= Aim =
For each statement below, decide whether it agrees with the Dharmatma passage that follows. Answer yes or no and quote the deciding words of the passage: (a) the film was produced and directed by Feroz Khan; (b) the film was the first Bollywood film to be shot in Nepal; (c) Seth Dharamdas dislikes and fears his son Ranbir.

##### Source passage

Dharmatma () is a 1975 Hindi thriller movie and the first Bollywood film to be shot in Afghanistan. It was produced and directed by Feroz Khan. The movie is the first attempt in India to localise The Godfather. The cast includes Feroz Khan, Hema Malini, Rekha, Premnath, Imtiaz Khan, Danny Denzongpa, Farida Jalal, Ranjeet, Helen, Madan Puri, Jeevan, Iftekhar, 
Dara Singh, Satyen Kappu and Sudhir. The music is by Kalyanji Anandji. This film took Feroz Khan to new heights in his career as this was a hit movie. The same year, Sholay and Deewar were released.  The film also has scenes featuring Buzkashi, a Central Asian sport on horses, including aerial shots, which in turn won the film's cinematographer, Kamal Bose, the Filmfare Award for Best Cinematographer. Dharmatma's plot is loosely based on The Godfather and the character of Premnath was inspired by the life and times of the then king of Matka gambling, Ratan Khatri.

Synopsis
Wealthy, powerful, and influential, Seth Dharamdas leads a financially secure life in a palatial bungalow. He is known to come help people who are beyond any hope of assistance, and this leads to him being known as "Dharmatma". But Seth Dharamdas does have a number of skeletons in his closet and a parallel life as a gangster and a Matka king. The only person whom he dislikes and fears is his own son Ranbir.

##########
##### Record set

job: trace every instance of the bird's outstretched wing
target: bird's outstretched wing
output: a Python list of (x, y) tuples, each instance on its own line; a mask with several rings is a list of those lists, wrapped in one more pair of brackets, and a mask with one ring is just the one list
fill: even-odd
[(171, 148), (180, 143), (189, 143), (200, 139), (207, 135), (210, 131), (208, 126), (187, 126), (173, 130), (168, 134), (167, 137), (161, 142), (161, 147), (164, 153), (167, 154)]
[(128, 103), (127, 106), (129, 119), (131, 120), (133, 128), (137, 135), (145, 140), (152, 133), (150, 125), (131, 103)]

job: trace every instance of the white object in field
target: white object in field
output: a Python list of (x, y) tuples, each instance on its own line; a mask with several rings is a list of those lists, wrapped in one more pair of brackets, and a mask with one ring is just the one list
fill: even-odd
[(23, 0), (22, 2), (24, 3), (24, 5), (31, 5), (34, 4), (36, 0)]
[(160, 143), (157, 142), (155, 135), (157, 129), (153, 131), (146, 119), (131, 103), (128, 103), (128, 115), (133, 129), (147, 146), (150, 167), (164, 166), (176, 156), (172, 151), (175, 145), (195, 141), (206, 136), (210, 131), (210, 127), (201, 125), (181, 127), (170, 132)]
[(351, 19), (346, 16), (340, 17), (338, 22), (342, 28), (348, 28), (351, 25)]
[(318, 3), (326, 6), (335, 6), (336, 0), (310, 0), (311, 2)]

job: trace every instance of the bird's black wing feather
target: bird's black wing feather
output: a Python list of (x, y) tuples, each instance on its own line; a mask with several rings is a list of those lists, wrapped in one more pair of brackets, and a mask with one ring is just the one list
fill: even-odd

##########

= Correct answer =
(a) Yes: "It was produced and directed by Feroz Khan."
(b) No: "the first Bollywood film to be shot in Afghanistan"
(c) Yes: "The only person whom he dislikes and fears is his own son Ranbir."